Begin Source

In this post I’m going to walk through using a Hessian-free optimization library (version 0.3.8) written by my compadre Dr. Daniel Rasmussen to train up a neural network to train up a 2-link arm, and talk about the various hellish gauntlets you need run to get something that works. Whooo! The first thing to do is install this Hessian-free library, linked above.

I’ll be working through code edited a bit for readability, to find the code in full you can check out the files up on my GitHub.

Build the network

Dr. Sutskever specified the structure of the network in his thesis to be 4 layers: 1) a linear input layer, 2) 100 Tanh nodes, 3) 100 Tanh nodes, 4) linear output layer. The network is connected up with the standard feedforward connections from 1 to 2 to 3 to 4, plus recurrent connections on 2 and 3 to themselves, plus a ‘skip’ connection from layer 1 to layer 3. Finally, the input to the network is the target state for the plant and the current state of the plant. So, lots of recursion! Here’s a picture:

network structure

The output layer connects in to the plant, and, for those unfamiliar with control theory terminology, ‘plant’ just means the system that you’re controlling. In this case an arm simulation.

End Source
Begin Raw data

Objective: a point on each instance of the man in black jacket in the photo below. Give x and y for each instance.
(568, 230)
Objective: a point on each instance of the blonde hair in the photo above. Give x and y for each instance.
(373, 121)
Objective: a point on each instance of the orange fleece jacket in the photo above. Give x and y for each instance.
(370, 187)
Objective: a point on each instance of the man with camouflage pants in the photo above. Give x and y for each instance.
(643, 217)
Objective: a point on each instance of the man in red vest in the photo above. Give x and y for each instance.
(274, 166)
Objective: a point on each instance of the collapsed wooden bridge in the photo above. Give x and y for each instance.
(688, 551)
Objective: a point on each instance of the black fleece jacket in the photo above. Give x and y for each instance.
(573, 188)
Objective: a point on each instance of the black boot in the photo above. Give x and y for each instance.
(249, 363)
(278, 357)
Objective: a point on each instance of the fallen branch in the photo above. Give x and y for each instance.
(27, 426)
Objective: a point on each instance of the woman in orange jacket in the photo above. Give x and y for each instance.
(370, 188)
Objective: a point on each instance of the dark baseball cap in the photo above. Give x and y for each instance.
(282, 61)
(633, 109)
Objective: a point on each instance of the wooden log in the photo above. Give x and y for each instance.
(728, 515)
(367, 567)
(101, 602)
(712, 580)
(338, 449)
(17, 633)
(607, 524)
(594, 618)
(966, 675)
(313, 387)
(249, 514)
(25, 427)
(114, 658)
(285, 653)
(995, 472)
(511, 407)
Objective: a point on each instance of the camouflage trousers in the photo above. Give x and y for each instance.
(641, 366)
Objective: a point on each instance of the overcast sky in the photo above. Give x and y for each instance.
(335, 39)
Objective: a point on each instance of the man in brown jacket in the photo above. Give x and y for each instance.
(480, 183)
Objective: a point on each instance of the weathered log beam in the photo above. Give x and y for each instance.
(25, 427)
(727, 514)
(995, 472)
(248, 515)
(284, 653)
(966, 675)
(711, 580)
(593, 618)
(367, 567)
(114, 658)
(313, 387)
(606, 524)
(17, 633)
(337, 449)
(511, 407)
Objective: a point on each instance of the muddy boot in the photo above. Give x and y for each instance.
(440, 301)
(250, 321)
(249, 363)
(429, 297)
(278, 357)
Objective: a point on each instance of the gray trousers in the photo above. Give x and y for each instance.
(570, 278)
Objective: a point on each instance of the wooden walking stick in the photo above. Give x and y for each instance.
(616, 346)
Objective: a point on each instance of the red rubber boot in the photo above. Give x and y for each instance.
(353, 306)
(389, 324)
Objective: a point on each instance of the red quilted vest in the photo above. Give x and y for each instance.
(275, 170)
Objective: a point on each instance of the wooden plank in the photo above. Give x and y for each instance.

End Raw data

● **What is asked**
1. Please decide whether each statement below agrees with the post on Hessian-free training, answering yes or no and quoting the words of the post that settle it.
(a) The network takes as input the target state for the plant and the plant's current state.
(b) The recurrent connections sit on layers 1 and 4.
(c) The plant in this case is an arm simulation.
2. Gather every line of the records that contains the word "vest".

● **Per-task outputs**
1.
(a) Yes: "the input to the network is the target state for the plant and the current state of the plant."
(b) No: "plus recurrent connections on 2 and 3 to themselves"
(c) Yes: "In this case an arm simulation."

2.
Objective: a point on each instance of the man in red vest in the photo above. Give x and y for each instance.
Objective: a point on each instance of the red quilted vest in the photo above. Give x and y for each instance.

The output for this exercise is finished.